- **Written exercise**
Report every line of the rows below that contains the word "tumbler".

- **Exercise input**
◇ ◇ ◇ ◇ ◇ ◇ ◇

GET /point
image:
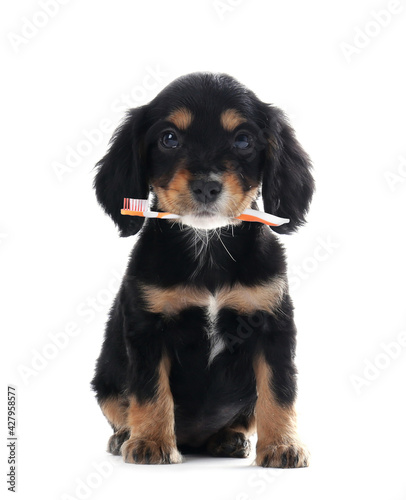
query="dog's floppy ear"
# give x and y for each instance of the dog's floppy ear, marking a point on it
(122, 172)
(287, 184)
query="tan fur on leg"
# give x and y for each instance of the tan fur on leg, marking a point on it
(278, 444)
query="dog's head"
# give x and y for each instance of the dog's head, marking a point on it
(206, 146)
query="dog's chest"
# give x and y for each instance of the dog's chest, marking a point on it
(241, 300)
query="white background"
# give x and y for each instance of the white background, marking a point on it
(59, 253)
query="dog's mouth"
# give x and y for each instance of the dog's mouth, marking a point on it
(206, 219)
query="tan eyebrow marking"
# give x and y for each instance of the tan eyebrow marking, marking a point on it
(230, 119)
(181, 117)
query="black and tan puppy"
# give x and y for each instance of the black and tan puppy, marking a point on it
(200, 344)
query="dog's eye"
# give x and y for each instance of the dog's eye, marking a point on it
(242, 141)
(169, 140)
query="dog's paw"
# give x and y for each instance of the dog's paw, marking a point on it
(116, 441)
(229, 443)
(142, 451)
(283, 456)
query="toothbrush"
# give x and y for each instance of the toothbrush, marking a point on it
(140, 208)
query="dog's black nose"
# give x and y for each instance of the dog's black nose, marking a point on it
(206, 191)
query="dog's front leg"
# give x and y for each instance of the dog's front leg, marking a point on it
(150, 414)
(278, 443)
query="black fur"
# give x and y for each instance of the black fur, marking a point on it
(208, 397)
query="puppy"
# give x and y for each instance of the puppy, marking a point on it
(200, 343)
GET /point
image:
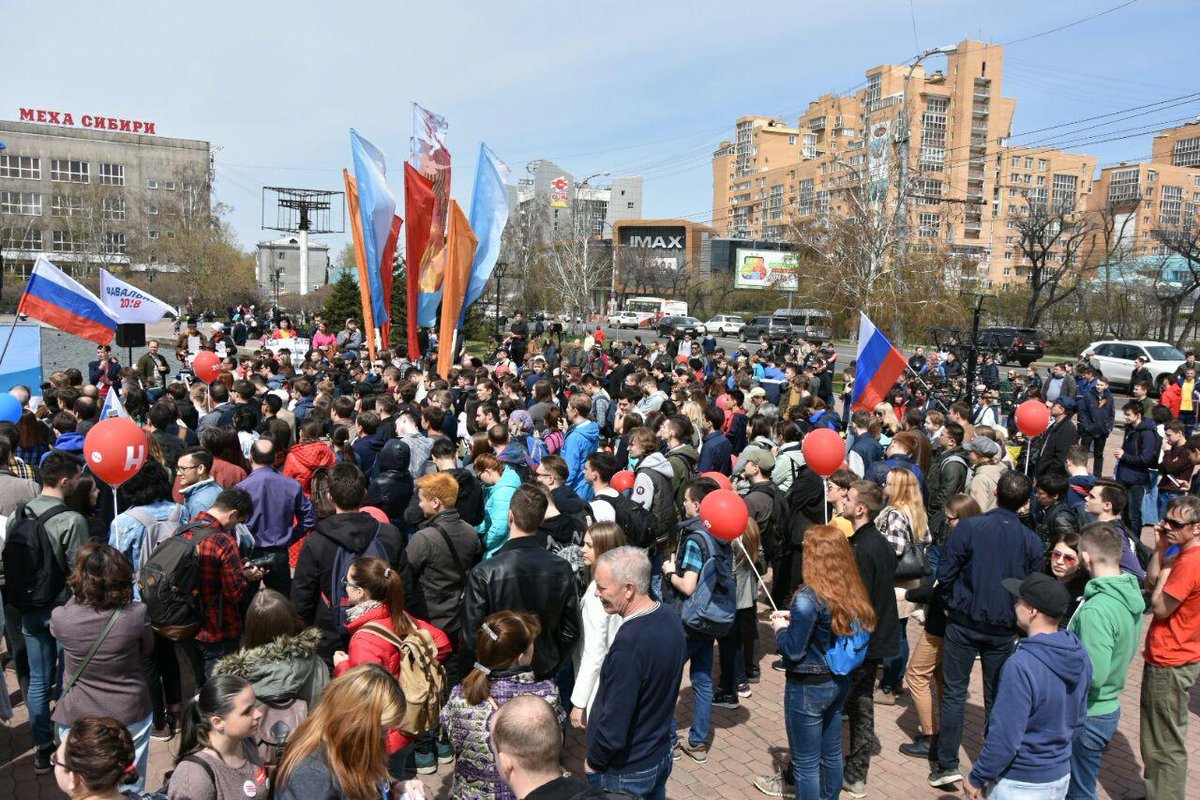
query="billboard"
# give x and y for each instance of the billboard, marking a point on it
(765, 269)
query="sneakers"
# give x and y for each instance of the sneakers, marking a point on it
(941, 777)
(42, 761)
(774, 786)
(697, 753)
(724, 701)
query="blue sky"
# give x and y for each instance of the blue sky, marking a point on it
(648, 88)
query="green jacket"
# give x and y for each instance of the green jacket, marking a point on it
(1109, 624)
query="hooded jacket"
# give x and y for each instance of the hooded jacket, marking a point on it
(306, 458)
(313, 582)
(1109, 625)
(285, 668)
(391, 488)
(1041, 704)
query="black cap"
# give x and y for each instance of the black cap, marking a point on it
(1042, 591)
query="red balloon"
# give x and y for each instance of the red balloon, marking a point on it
(115, 450)
(721, 480)
(724, 513)
(823, 451)
(1032, 417)
(207, 366)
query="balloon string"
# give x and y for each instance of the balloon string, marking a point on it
(755, 570)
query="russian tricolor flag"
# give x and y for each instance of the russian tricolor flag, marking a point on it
(877, 368)
(55, 299)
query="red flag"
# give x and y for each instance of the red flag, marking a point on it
(419, 210)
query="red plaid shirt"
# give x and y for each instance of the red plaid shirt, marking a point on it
(222, 583)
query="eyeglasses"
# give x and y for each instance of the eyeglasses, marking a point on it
(1066, 558)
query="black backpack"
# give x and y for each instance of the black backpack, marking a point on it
(169, 581)
(34, 578)
(641, 527)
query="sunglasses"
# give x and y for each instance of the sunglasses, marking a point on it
(1066, 558)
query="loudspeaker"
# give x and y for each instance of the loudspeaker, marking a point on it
(131, 335)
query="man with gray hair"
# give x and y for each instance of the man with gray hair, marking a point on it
(631, 728)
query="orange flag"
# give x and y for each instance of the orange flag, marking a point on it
(360, 259)
(460, 251)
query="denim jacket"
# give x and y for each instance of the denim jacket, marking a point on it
(804, 642)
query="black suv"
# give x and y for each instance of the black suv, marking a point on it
(1020, 344)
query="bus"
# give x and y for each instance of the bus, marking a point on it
(649, 310)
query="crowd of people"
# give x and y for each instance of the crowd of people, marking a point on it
(337, 573)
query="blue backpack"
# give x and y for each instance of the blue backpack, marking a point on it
(847, 651)
(711, 608)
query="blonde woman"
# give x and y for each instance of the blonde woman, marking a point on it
(901, 522)
(599, 626)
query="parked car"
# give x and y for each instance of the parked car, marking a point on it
(1020, 344)
(777, 329)
(624, 319)
(725, 324)
(675, 326)
(1116, 360)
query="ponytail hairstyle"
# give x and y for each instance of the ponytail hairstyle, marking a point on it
(214, 701)
(501, 641)
(383, 584)
(100, 752)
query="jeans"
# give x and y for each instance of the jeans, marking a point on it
(1086, 752)
(700, 659)
(959, 649)
(139, 732)
(645, 785)
(42, 651)
(813, 715)
(1006, 789)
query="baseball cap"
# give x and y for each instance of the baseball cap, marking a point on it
(1042, 591)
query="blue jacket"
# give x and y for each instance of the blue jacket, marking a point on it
(715, 455)
(581, 441)
(1097, 413)
(979, 553)
(1041, 705)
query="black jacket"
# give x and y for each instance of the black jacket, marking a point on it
(312, 582)
(391, 488)
(877, 565)
(523, 576)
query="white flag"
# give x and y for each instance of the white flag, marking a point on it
(130, 304)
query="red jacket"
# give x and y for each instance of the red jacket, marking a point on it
(369, 648)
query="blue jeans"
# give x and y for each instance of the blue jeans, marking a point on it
(43, 668)
(700, 659)
(645, 785)
(1086, 752)
(1006, 789)
(813, 716)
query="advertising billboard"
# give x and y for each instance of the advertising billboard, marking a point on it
(765, 269)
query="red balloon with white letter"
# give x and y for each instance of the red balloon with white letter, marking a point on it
(207, 366)
(721, 480)
(115, 450)
(1032, 417)
(724, 513)
(823, 451)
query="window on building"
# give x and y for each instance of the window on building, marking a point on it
(69, 172)
(27, 204)
(27, 167)
(112, 174)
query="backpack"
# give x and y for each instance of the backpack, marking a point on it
(421, 678)
(34, 578)
(847, 651)
(342, 560)
(641, 527)
(661, 504)
(156, 530)
(709, 611)
(169, 583)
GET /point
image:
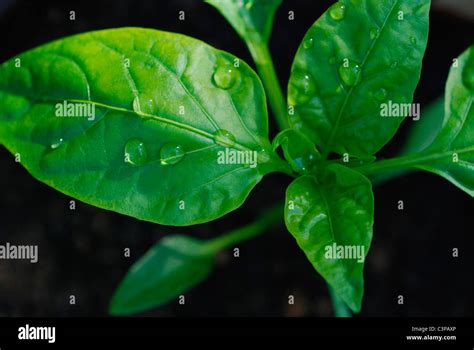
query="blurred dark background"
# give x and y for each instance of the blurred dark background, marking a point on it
(81, 251)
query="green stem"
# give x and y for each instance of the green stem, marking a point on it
(405, 162)
(263, 60)
(339, 307)
(269, 219)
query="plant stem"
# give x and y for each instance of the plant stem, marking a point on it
(269, 219)
(263, 60)
(339, 307)
(405, 162)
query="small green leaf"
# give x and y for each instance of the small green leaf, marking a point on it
(300, 153)
(252, 19)
(332, 223)
(423, 132)
(146, 123)
(356, 58)
(171, 267)
(451, 154)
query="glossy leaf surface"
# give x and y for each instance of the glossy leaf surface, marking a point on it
(152, 117)
(300, 153)
(171, 267)
(252, 19)
(335, 214)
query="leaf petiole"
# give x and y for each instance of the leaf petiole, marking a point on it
(263, 60)
(410, 161)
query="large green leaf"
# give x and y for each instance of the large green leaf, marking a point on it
(171, 267)
(325, 217)
(357, 56)
(252, 19)
(167, 107)
(451, 154)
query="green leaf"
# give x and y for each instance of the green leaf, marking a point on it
(252, 19)
(451, 154)
(300, 153)
(356, 57)
(333, 215)
(419, 137)
(171, 267)
(166, 110)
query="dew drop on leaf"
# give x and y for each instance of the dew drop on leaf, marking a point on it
(143, 103)
(263, 156)
(224, 138)
(171, 153)
(57, 144)
(308, 43)
(225, 76)
(468, 75)
(374, 33)
(135, 152)
(381, 94)
(302, 88)
(349, 73)
(337, 11)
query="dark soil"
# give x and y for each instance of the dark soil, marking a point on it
(81, 251)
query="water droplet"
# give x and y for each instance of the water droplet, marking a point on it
(171, 153)
(143, 103)
(224, 138)
(303, 163)
(263, 156)
(57, 144)
(225, 76)
(374, 33)
(308, 43)
(381, 94)
(302, 88)
(349, 73)
(337, 11)
(135, 152)
(468, 74)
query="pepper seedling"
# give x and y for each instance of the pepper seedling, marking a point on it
(165, 128)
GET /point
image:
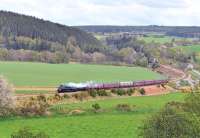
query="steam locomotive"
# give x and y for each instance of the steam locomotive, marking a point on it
(74, 87)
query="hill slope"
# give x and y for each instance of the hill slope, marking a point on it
(16, 25)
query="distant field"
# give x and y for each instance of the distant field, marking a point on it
(192, 48)
(111, 124)
(160, 39)
(40, 74)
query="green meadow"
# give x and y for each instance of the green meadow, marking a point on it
(41, 74)
(108, 124)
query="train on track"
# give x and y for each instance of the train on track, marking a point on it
(74, 87)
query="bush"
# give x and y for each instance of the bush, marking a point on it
(57, 97)
(93, 93)
(66, 96)
(130, 91)
(96, 107)
(171, 123)
(33, 106)
(119, 92)
(124, 107)
(27, 133)
(192, 103)
(80, 96)
(6, 98)
(102, 93)
(142, 91)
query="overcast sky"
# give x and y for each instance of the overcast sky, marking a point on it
(110, 12)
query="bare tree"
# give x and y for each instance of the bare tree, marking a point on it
(6, 97)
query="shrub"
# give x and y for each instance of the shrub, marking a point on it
(119, 92)
(57, 97)
(66, 96)
(124, 107)
(80, 96)
(102, 93)
(93, 93)
(142, 91)
(170, 123)
(130, 91)
(96, 107)
(27, 133)
(6, 98)
(34, 106)
(192, 103)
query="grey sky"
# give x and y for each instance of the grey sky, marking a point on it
(110, 12)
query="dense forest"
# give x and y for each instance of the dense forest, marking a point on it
(26, 38)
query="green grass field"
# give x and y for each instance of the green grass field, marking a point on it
(41, 74)
(192, 48)
(162, 39)
(157, 39)
(110, 124)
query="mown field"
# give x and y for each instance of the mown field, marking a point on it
(41, 74)
(192, 48)
(108, 124)
(162, 39)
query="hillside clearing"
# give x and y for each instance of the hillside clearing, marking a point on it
(40, 74)
(110, 124)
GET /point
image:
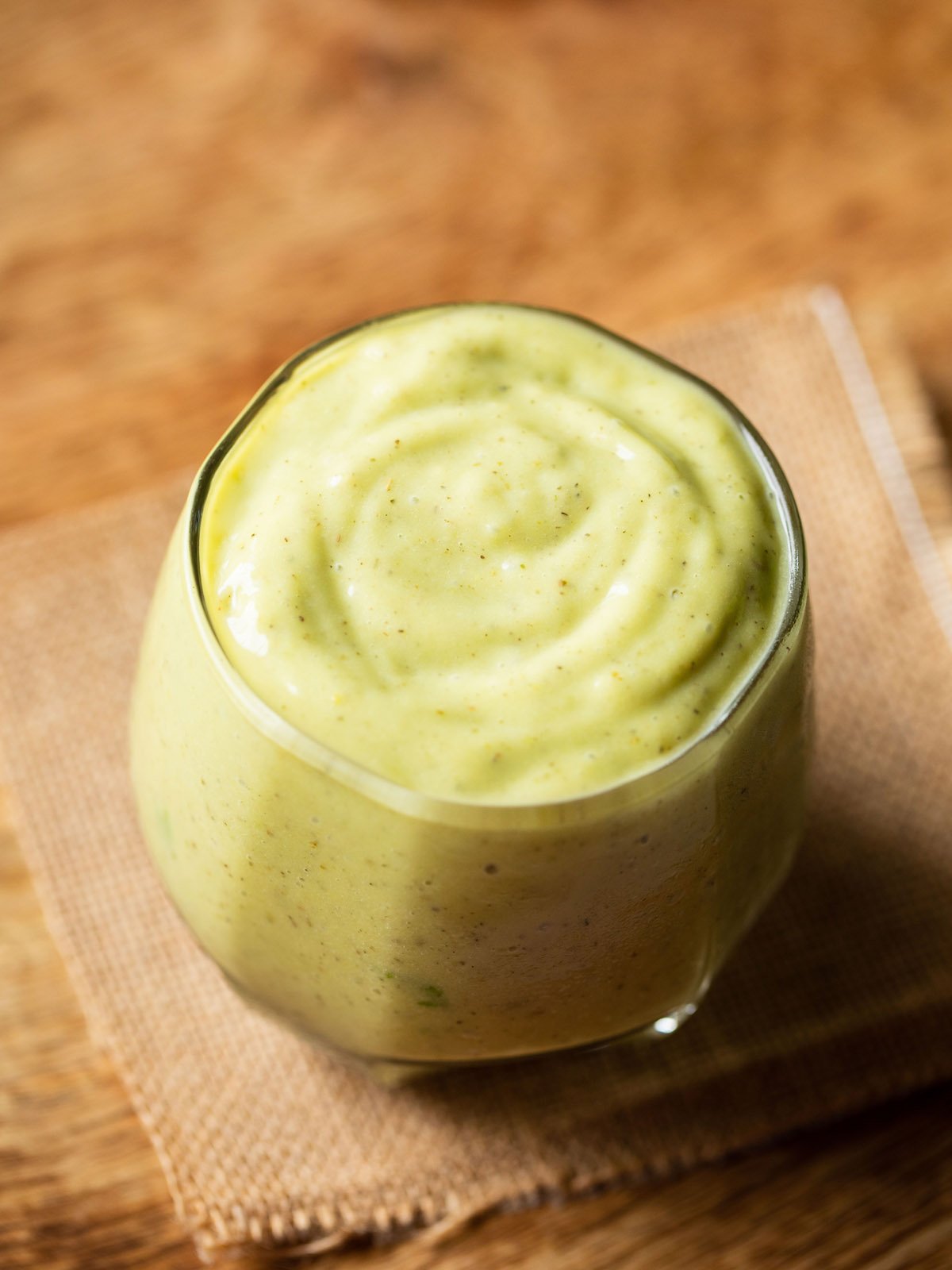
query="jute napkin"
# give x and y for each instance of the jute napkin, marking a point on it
(841, 996)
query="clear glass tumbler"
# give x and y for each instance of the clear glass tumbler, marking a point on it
(414, 933)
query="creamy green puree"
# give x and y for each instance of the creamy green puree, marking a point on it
(494, 554)
(450, 583)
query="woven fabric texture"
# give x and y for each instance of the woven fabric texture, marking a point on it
(842, 995)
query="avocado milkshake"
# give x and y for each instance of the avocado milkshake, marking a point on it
(471, 713)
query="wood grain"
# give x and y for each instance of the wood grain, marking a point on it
(192, 192)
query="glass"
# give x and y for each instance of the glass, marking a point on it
(414, 933)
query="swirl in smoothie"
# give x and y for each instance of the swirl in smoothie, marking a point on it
(494, 554)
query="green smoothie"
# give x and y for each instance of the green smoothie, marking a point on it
(471, 718)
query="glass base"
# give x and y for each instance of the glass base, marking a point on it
(393, 1073)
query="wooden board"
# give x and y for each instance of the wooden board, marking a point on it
(190, 192)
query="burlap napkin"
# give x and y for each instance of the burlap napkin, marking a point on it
(842, 995)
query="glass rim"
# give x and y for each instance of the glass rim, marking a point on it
(460, 810)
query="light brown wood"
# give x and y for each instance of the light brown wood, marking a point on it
(192, 192)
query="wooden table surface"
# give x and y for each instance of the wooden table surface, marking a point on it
(194, 190)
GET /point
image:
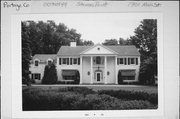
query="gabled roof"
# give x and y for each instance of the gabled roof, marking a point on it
(71, 51)
(44, 57)
(127, 50)
(96, 51)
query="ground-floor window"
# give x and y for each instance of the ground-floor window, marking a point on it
(36, 76)
(71, 75)
(126, 75)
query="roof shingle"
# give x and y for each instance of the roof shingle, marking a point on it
(127, 50)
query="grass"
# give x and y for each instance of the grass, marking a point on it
(83, 98)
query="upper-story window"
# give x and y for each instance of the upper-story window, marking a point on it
(64, 60)
(128, 61)
(36, 62)
(74, 60)
(69, 61)
(132, 60)
(120, 61)
(98, 60)
(49, 62)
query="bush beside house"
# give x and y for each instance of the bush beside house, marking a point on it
(50, 74)
(76, 98)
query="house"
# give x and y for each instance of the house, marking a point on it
(38, 63)
(96, 64)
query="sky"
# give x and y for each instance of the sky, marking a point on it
(99, 26)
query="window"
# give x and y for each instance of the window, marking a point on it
(75, 61)
(125, 62)
(128, 61)
(36, 63)
(121, 61)
(59, 61)
(64, 60)
(128, 77)
(36, 76)
(67, 61)
(136, 61)
(98, 60)
(70, 61)
(49, 61)
(132, 60)
(78, 61)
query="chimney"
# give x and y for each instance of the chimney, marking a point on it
(73, 44)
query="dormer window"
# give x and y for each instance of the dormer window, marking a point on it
(49, 62)
(98, 60)
(36, 62)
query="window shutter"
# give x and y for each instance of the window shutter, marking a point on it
(78, 61)
(128, 61)
(67, 61)
(70, 61)
(125, 62)
(59, 61)
(118, 61)
(136, 61)
(32, 76)
(39, 76)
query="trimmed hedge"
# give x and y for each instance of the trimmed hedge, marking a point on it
(131, 95)
(75, 98)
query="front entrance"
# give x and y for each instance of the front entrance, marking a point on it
(98, 77)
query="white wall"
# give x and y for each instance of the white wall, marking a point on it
(37, 69)
(85, 68)
(65, 66)
(111, 68)
(130, 67)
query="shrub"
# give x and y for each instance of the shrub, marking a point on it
(131, 95)
(50, 74)
(81, 98)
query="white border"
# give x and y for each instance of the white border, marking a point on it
(17, 85)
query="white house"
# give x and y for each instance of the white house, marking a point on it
(96, 64)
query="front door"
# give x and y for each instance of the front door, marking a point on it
(98, 76)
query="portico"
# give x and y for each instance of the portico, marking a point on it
(94, 66)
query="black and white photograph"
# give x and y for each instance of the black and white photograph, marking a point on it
(89, 59)
(94, 61)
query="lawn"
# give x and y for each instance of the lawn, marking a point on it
(91, 98)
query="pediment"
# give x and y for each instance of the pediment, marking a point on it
(98, 49)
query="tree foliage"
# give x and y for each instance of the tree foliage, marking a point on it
(48, 37)
(25, 54)
(45, 38)
(50, 74)
(145, 39)
(110, 42)
(88, 43)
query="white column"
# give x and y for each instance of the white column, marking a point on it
(116, 71)
(81, 69)
(105, 69)
(91, 70)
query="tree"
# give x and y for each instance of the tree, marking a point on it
(124, 42)
(50, 74)
(88, 43)
(26, 54)
(48, 37)
(110, 42)
(145, 39)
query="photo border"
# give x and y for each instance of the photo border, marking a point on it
(17, 83)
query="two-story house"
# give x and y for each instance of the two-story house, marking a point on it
(96, 64)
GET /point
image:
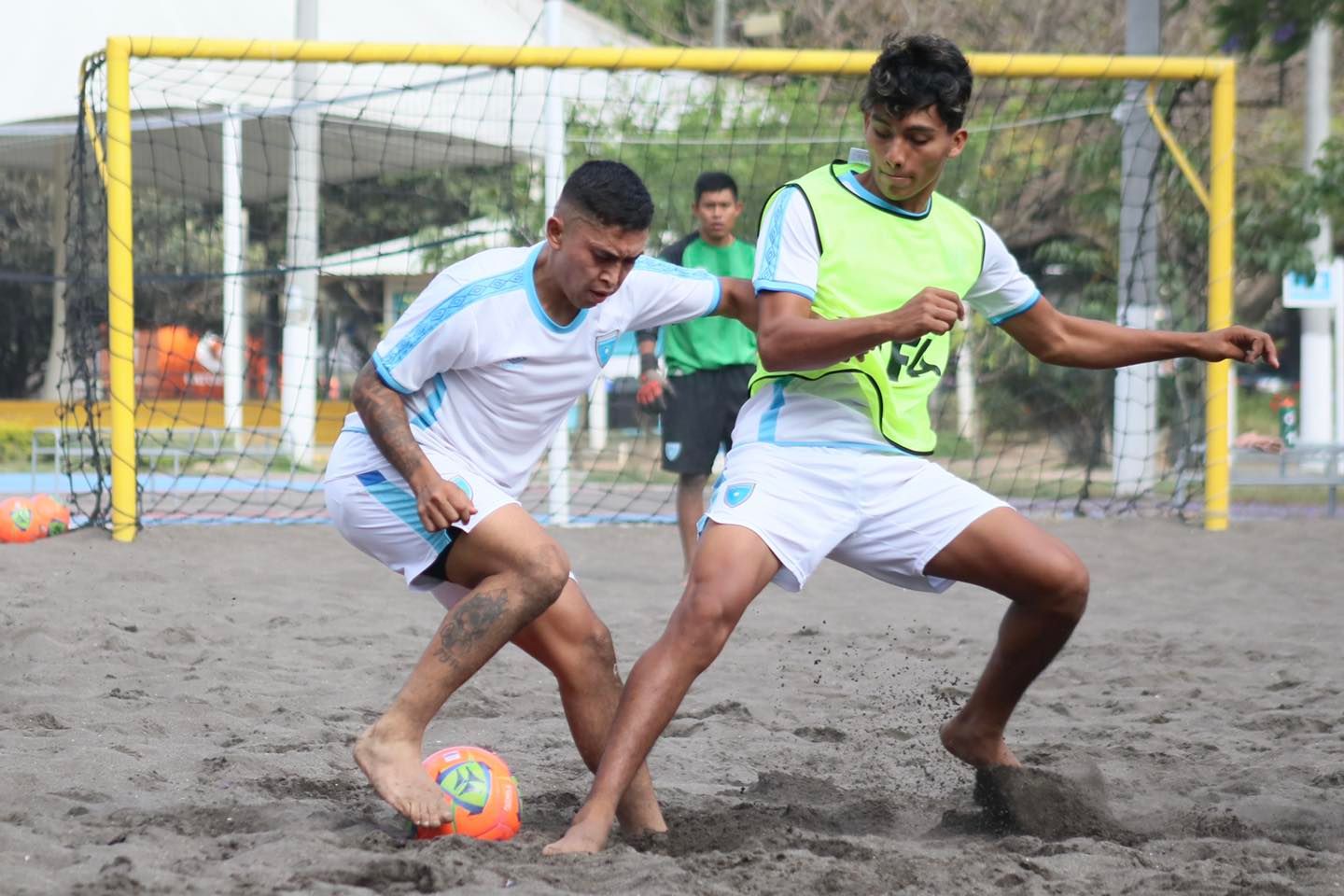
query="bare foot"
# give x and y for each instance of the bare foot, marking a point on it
(583, 835)
(974, 746)
(645, 817)
(391, 762)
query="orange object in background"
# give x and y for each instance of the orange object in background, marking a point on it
(182, 363)
(18, 522)
(50, 514)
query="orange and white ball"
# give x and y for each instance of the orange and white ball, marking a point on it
(482, 791)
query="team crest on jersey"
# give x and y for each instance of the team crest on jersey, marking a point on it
(735, 495)
(605, 345)
(463, 483)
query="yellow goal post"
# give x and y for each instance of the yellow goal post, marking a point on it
(1219, 73)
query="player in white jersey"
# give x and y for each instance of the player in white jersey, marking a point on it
(861, 273)
(452, 413)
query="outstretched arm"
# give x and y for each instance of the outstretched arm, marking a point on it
(1080, 342)
(738, 300)
(791, 337)
(440, 503)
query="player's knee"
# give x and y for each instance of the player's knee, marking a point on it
(543, 577)
(598, 647)
(703, 623)
(1069, 586)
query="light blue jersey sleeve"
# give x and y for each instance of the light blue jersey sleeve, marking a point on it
(788, 256)
(431, 336)
(665, 293)
(1002, 290)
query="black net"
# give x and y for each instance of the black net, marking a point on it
(403, 170)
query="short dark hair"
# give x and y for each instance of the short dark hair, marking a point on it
(712, 182)
(916, 73)
(610, 193)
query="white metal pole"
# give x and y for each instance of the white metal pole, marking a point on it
(60, 226)
(235, 305)
(1135, 442)
(299, 366)
(1316, 323)
(1337, 284)
(968, 422)
(558, 459)
(721, 23)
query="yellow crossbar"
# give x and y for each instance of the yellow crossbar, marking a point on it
(815, 62)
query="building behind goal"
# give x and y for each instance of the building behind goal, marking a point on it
(246, 217)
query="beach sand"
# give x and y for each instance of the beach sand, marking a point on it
(176, 716)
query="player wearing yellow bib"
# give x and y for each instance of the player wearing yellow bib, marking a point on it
(861, 272)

◇ ◇ ◇ ◇ ◇ ◇ ◇

- **Solved problem**
query="clear glass tumbler"
# give x and y for each instance of the clear glass tumbler, marking a point on it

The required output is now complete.